(EXERCISE MATERIAL)

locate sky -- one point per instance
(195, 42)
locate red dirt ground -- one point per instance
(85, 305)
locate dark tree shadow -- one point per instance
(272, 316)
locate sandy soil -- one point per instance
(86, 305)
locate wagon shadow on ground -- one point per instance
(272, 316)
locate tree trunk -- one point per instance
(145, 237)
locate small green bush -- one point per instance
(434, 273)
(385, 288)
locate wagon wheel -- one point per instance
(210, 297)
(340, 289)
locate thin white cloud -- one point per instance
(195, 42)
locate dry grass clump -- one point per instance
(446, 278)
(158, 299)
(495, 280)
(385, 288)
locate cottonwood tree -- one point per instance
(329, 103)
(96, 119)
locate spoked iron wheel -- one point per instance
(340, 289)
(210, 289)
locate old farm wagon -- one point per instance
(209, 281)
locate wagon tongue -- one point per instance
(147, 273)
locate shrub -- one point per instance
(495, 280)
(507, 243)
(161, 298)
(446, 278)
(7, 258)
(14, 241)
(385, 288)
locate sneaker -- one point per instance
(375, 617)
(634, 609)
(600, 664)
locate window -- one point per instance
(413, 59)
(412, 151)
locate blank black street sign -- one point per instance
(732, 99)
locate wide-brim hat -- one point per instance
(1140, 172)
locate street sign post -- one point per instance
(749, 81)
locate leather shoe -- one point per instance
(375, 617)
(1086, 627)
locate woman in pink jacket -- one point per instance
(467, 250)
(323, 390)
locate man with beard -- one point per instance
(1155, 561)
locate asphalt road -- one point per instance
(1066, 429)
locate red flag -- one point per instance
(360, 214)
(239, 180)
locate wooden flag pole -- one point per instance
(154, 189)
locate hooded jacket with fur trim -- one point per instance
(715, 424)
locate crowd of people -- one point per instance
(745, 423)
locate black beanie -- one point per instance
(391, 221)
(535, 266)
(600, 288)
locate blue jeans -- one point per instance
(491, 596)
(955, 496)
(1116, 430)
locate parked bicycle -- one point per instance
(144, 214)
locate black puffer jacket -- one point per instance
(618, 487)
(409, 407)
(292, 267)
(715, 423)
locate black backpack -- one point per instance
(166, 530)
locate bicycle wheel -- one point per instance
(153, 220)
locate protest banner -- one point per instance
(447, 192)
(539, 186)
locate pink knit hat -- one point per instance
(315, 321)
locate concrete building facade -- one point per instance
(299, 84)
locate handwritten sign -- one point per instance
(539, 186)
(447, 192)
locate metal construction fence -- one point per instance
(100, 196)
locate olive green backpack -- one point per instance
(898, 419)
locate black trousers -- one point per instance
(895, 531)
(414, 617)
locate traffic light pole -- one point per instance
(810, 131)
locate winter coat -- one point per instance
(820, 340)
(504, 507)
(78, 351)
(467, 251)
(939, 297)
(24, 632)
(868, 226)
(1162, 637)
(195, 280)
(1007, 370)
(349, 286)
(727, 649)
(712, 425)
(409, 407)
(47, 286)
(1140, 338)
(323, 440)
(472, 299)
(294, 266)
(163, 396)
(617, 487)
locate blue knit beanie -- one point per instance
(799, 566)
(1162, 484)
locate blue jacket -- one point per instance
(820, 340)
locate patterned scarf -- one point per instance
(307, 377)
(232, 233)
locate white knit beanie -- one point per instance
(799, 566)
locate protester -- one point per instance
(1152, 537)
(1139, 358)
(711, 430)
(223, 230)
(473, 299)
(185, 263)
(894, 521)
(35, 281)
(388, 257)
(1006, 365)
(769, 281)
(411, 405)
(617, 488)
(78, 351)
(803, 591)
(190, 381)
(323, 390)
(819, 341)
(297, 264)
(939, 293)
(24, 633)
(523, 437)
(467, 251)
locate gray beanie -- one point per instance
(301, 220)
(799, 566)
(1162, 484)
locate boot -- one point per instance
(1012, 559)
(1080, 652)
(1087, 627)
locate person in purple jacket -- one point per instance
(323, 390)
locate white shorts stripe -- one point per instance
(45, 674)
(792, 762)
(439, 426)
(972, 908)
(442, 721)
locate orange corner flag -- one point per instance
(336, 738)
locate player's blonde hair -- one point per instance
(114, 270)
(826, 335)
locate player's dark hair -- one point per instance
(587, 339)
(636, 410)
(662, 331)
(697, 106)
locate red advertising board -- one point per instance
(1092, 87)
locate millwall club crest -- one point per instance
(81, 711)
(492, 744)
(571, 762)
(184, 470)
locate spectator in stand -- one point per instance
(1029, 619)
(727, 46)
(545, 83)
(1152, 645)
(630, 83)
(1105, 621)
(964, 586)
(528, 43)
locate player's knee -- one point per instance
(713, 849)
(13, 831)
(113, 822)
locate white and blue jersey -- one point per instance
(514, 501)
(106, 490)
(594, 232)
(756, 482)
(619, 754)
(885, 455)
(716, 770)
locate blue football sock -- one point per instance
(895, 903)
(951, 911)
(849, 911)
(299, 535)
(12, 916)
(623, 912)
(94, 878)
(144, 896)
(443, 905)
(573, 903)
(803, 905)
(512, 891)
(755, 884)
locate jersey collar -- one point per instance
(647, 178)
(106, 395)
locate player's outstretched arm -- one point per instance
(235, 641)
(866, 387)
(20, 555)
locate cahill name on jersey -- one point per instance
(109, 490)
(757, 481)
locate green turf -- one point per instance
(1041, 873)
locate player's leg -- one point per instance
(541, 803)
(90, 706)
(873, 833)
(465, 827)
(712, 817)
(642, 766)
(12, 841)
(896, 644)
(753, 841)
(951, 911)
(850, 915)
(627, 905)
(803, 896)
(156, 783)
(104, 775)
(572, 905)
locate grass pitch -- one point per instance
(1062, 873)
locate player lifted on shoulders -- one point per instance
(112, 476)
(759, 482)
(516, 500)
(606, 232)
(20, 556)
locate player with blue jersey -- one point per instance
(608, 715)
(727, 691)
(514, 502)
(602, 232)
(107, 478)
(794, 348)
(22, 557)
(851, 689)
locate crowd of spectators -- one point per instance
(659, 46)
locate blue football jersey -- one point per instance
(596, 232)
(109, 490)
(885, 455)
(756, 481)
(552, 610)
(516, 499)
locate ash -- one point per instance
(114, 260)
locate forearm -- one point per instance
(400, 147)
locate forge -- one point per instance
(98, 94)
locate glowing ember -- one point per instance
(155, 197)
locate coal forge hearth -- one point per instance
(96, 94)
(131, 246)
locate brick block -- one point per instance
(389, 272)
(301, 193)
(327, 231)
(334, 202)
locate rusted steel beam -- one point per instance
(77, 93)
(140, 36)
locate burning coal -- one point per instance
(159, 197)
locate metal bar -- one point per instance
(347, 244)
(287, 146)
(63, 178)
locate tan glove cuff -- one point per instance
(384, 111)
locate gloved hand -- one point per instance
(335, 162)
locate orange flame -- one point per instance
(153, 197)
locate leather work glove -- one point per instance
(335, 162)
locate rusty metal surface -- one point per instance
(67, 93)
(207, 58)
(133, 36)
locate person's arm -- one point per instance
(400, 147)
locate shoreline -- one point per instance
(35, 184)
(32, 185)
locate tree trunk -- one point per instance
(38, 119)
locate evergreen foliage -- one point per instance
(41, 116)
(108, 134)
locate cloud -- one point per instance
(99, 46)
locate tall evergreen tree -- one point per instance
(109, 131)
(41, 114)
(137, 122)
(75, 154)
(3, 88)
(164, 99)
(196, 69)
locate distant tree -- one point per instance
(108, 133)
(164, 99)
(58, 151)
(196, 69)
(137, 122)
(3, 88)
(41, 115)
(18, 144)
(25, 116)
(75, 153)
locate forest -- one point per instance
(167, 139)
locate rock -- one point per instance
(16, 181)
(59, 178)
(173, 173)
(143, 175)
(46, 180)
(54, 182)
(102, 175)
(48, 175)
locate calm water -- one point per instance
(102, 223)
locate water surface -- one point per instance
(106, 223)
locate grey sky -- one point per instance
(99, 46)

(End EXERCISE MATERIAL)

**ACTIVITY:** The listing above has to be written out again in full, exactly as shown.

**ANSWER FOR THE TASK:**
locate sky -- one point per instance
(195, 42)
locate red dirt ground -- one point per instance
(85, 305)
locate dark tree shadow -- one point per instance
(272, 316)
locate sandy soil -- one point per instance
(86, 305)
locate wagon shadow on ground -- one point per instance
(272, 316)
locate tree trunk -- one point per instance
(145, 237)
locate small green bush -- one point per instance
(434, 273)
(385, 288)
locate wagon wheel -- one point per instance
(210, 297)
(340, 289)
locate thin white cloud -- one point per instance
(195, 42)
locate dry grass clump -- one point per instance
(446, 278)
(158, 299)
(495, 280)
(385, 288)
locate cottonwood tree -- one point per instance
(329, 103)
(96, 119)
locate spoked iron wheel -- one point per instance
(340, 289)
(210, 289)
locate old farm wagon -- one point per instance
(209, 281)
locate wagon tongue -- one point per instance
(147, 273)
locate shrub -- one point per instance
(495, 280)
(507, 243)
(161, 298)
(446, 278)
(7, 258)
(14, 241)
(385, 288)
locate sneaker -- one point per instance
(375, 617)
(634, 609)
(600, 664)
locate window -- one point per instance
(413, 59)
(412, 151)
locate blank black street sign -- one point per instance
(732, 99)
locate wide-brim hat -- one point per instance
(1140, 172)
locate street sign post -- one point per instance
(749, 81)
locate leather shoe -- one point per instance
(375, 617)
(1086, 627)
locate woman in pink jacket -- one point per instance
(467, 250)
(323, 390)
locate man with beard -- one point per instance
(1155, 561)
locate asphalt road -- one point per instance
(1066, 429)
locate red flag -- one point per instance
(360, 214)
(239, 180)
locate wooden flag pole -- one point per instance
(154, 189)
locate hooded jacket with fur trim -- one point per instance
(715, 424)
locate crowd of people -- one point per instance
(745, 423)
locate black beanie -- one point per instance
(391, 221)
(535, 266)
(600, 288)
locate blue jeans -- one point per instance
(491, 596)
(955, 496)
(1116, 430)
locate parked bicycle -- one point per instance
(144, 214)
locate black puffer jacket -- one point per instance
(618, 487)
(409, 407)
(292, 267)
(715, 423)
locate black backpack -- one point per instance
(166, 530)
locate bicycle wheel -- one point per instance
(153, 220)
locate protest banner -- one point per instance
(447, 192)
(539, 186)
locate pink knit hat -- one point per instance
(315, 321)
locate concrete building facade -- one point per instance
(299, 84)
locate handwritten sign -- one point per instance
(539, 186)
(447, 192)
locate metal construction fence -- one point per instance
(100, 196)
locate olive green backpack -- one point per instance
(898, 419)
locate black trousers -- one point per instance
(895, 531)
(414, 617)
locate traffic light pole -- one point per instance
(810, 131)
locate winter coat -- one point per instance
(820, 340)
(504, 507)
(78, 351)
(467, 251)
(939, 297)
(24, 632)
(868, 226)
(1162, 637)
(195, 280)
(1007, 370)
(349, 286)
(727, 649)
(712, 425)
(409, 407)
(47, 286)
(1140, 338)
(323, 440)
(472, 299)
(294, 266)
(163, 396)
(617, 487)
locate blue knit beanie -- one point per instance
(799, 566)
(1162, 484)
locate blue jacket -- one point per instance
(820, 340)
locate patterned scarf -- one point per instance
(307, 377)
(232, 233)
locate white knit beanie -- one point per instance
(799, 566)
locate protester -- one point per instance
(1152, 537)
(1139, 358)
(711, 430)
(223, 230)
(473, 299)
(185, 263)
(894, 521)
(35, 281)
(388, 257)
(1006, 365)
(769, 281)
(411, 405)
(617, 488)
(78, 351)
(803, 591)
(190, 381)
(323, 390)
(819, 341)
(297, 264)
(939, 293)
(24, 633)
(523, 437)
(467, 251)
locate gray beanie -- one point per instance
(301, 220)
(799, 566)
(1162, 484)
locate boot -- one point per instance
(1012, 559)
(1080, 652)
(1087, 627)
locate person in purple jacket -- one point per instance
(323, 390)
locate white shorts stripe -- one point per instance
(45, 674)
(792, 762)
(439, 426)
(972, 908)
(442, 721)
locate orange corner flag -- one point per instance
(336, 738)
locate player's blonde hair -- one point per instance
(114, 270)
(826, 335)
locate player's dark hair -- one point per instance
(587, 339)
(636, 410)
(662, 331)
(697, 106)
locate red advertising board -- one point per instance
(1092, 87)
locate millwall club crest -- one point per instance
(81, 711)
(492, 744)
(571, 762)
(184, 470)
locate spectator in stand -- one point per instance
(1029, 619)
(727, 46)
(545, 83)
(1152, 645)
(630, 83)
(1105, 621)
(964, 586)
(528, 43)
locate player's knee -- one point per instance
(713, 849)
(13, 831)
(113, 822)
locate white and blue jersey -- one point per instance
(514, 501)
(106, 490)
(594, 232)
(756, 482)
(619, 754)
(885, 455)
(716, 770)
locate blue football sock -- one point per instance
(895, 903)
(951, 911)
(849, 911)
(299, 535)
(12, 916)
(623, 912)
(94, 878)
(144, 896)
(443, 905)
(573, 903)
(803, 905)
(512, 891)
(755, 884)
locate jersey collar -- one point per instance
(647, 178)
(106, 395)
locate player's outstretched arm -- one point per instance
(235, 641)
(866, 387)
(20, 555)
locate cahill name on jersey -- one point per instance
(109, 490)
(757, 481)
locate green turf -- one point per instance
(1041, 873)
locate player's leg -- one point per instance
(541, 803)
(90, 706)
(873, 833)
(465, 827)
(712, 817)
(642, 766)
(12, 841)
(896, 644)
(753, 841)
(951, 911)
(850, 915)
(627, 905)
(803, 896)
(156, 783)
(104, 775)
(572, 905)
locate grass pitch -- one point per instance
(1062, 873)
locate player lifted on shoulders -- one point per instance
(112, 476)
(759, 482)
(516, 500)
(606, 232)
(20, 556)
locate player with blue jersey -- one point per instance
(608, 715)
(727, 691)
(514, 502)
(602, 232)
(107, 478)
(794, 348)
(22, 557)
(851, 689)
locate crowd of spectators -- one point per instance
(659, 46)
locate blue football jersey -- one point per instance
(596, 232)
(109, 490)
(885, 455)
(756, 481)
(552, 610)
(516, 499)
locate ash -- one point per instance
(114, 260)
locate forearm -- one point per instance
(400, 147)
locate forge -- one point per instance
(98, 94)
locate glowing ember -- one point per instance
(155, 197)
locate coal forge hearth -- one point per instance
(96, 94)
(131, 246)
locate brick block -- one point per instance
(389, 272)
(301, 193)
(327, 231)
(334, 202)
locate rusted steel beam -- one point per instance
(77, 93)
(140, 36)
locate burning coal -- one point per instance
(159, 197)
locate metal bar -- one point per instance
(347, 244)
(287, 146)
(63, 178)
locate tan glove cuff -- one point per instance
(384, 111)
locate gloved hand -- one point per instance
(335, 162)
locate orange flame -- one point per instance
(153, 197)
locate leather work glove -- one point per instance
(335, 162)
locate rusty metal surface -- one point per instance
(67, 93)
(207, 58)
(133, 36)
locate person's arm -- one point per instance
(400, 147)
locate shoreline -- one point per instance
(35, 184)
(32, 185)
locate tree trunk -- one point per instance
(38, 119)
locate evergreen foliage -- one point per instance
(41, 116)
(108, 134)
locate cloud -- one point per instance
(99, 46)
locate tall evergreen tree -- one point per instance
(109, 131)
(41, 114)
(137, 122)
(75, 154)
(3, 88)
(164, 99)
(196, 69)
locate distant tree -- one point per instance
(108, 133)
(164, 99)
(58, 151)
(196, 69)
(137, 122)
(3, 88)
(41, 115)
(18, 144)
(25, 116)
(75, 153)
locate forest -- one point per instance
(167, 139)
locate rock -- one point per instance
(16, 181)
(59, 178)
(173, 173)
(143, 175)
(46, 180)
(54, 182)
(102, 175)
(48, 175)
locate calm water -- one point per instance
(102, 223)
locate water surface -- one point per instance
(106, 223)
locate grey sky -- one point per instance
(99, 46)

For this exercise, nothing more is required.